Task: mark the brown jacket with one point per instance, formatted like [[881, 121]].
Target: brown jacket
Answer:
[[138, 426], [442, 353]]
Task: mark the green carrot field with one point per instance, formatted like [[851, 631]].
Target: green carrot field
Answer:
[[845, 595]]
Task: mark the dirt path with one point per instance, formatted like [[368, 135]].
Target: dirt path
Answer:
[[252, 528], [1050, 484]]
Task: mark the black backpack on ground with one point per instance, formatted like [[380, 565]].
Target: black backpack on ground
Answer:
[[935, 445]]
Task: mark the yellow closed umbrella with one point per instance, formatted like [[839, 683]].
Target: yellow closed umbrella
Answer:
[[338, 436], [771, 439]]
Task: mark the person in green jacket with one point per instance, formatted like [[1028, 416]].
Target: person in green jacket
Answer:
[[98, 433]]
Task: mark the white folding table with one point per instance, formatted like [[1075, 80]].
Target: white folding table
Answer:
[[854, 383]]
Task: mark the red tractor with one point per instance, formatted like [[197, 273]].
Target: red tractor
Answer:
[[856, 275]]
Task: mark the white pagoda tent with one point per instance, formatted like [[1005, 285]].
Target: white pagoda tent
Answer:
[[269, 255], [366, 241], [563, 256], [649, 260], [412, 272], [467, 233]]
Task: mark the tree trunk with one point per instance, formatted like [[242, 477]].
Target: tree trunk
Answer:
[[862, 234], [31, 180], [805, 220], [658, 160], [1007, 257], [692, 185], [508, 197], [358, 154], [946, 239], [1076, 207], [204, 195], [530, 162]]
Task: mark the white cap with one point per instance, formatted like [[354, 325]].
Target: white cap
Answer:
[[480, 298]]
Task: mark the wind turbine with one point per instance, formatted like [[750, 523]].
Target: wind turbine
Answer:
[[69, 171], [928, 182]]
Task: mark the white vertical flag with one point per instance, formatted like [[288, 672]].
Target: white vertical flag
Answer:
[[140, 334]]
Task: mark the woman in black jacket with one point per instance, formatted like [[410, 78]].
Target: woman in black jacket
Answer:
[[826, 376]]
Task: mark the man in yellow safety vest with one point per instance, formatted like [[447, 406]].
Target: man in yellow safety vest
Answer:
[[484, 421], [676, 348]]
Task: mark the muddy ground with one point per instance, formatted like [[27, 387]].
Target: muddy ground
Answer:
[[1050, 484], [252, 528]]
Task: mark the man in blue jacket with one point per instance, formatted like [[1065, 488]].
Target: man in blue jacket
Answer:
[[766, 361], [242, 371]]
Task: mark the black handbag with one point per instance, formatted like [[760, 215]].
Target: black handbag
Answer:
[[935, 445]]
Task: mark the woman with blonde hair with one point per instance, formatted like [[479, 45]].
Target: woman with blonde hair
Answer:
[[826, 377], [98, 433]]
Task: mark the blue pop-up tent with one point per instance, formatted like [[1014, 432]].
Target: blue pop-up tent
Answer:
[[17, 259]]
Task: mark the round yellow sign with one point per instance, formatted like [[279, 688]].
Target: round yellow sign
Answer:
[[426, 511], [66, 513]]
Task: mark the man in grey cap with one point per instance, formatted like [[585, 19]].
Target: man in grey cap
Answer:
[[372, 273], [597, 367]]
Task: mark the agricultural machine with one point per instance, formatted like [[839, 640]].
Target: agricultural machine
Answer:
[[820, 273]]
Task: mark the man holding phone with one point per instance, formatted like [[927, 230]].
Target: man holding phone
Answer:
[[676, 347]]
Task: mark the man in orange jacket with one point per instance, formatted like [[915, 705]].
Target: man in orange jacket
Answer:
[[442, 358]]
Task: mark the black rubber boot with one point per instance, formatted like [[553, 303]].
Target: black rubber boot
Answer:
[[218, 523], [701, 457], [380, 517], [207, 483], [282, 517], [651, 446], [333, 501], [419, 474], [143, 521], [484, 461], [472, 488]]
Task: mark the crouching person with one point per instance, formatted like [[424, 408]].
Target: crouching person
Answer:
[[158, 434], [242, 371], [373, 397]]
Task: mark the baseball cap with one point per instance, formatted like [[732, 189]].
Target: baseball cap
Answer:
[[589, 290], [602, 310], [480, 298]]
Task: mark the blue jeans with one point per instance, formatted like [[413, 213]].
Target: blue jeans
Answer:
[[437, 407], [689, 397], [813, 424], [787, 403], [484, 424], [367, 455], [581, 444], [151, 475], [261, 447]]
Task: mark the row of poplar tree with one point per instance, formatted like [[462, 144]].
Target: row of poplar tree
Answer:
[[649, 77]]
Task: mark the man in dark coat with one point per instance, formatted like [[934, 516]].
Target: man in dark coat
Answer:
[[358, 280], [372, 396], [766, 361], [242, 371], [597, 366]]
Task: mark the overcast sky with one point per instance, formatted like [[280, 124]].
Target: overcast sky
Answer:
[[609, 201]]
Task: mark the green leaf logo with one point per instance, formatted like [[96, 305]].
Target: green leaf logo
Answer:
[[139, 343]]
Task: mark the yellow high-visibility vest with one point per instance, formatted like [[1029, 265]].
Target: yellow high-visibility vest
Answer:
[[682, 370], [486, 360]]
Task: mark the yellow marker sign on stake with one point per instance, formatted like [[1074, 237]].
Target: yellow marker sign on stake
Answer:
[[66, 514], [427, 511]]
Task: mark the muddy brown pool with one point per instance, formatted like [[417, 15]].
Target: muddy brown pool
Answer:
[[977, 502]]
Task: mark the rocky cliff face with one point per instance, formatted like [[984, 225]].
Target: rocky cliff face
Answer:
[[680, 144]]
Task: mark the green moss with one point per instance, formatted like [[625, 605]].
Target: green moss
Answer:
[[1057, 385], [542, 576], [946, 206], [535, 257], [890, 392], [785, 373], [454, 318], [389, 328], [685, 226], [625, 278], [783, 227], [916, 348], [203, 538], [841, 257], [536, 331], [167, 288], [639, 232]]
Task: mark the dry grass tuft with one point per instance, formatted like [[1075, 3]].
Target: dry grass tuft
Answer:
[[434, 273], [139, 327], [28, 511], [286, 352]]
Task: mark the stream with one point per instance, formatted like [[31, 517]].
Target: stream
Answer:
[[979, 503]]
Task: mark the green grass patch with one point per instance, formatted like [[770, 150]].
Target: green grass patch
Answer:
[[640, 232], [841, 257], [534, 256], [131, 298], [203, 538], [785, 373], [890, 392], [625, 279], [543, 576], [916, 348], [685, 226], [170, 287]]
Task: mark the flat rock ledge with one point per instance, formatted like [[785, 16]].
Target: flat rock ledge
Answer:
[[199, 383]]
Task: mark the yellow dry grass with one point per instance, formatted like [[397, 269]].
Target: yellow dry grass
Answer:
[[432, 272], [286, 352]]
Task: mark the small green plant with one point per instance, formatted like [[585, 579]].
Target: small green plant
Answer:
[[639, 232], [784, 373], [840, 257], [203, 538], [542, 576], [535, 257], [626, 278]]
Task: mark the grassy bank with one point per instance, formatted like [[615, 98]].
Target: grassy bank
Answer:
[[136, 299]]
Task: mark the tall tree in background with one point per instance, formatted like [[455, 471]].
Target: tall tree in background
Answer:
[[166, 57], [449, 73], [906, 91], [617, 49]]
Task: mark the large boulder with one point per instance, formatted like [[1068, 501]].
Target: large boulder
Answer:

Stated task
Output the lines from the one containing "Task: mark the blue pop-up" through the one containing "[[372, 273], [597, 367]]" as a numbered list, leaving out any blank lines.

Answer to this problem
1. Task: mark the blue pop-up tent with one point per instance, formatted like [[1014, 432]].
2. Target: blue pop-up tent
3. Answer:
4. [[17, 259]]
5. Task: mark the round yellow sign with one point per instance, formatted like [[279, 688]].
6. Target: round yellow sign
7. Answer:
8. [[426, 511], [66, 513]]
9. Task: mark the man in grey cap with one point per instance, formatted like [[585, 19]].
10. Target: man in grey cap
11. Answer:
12. [[372, 273], [597, 367]]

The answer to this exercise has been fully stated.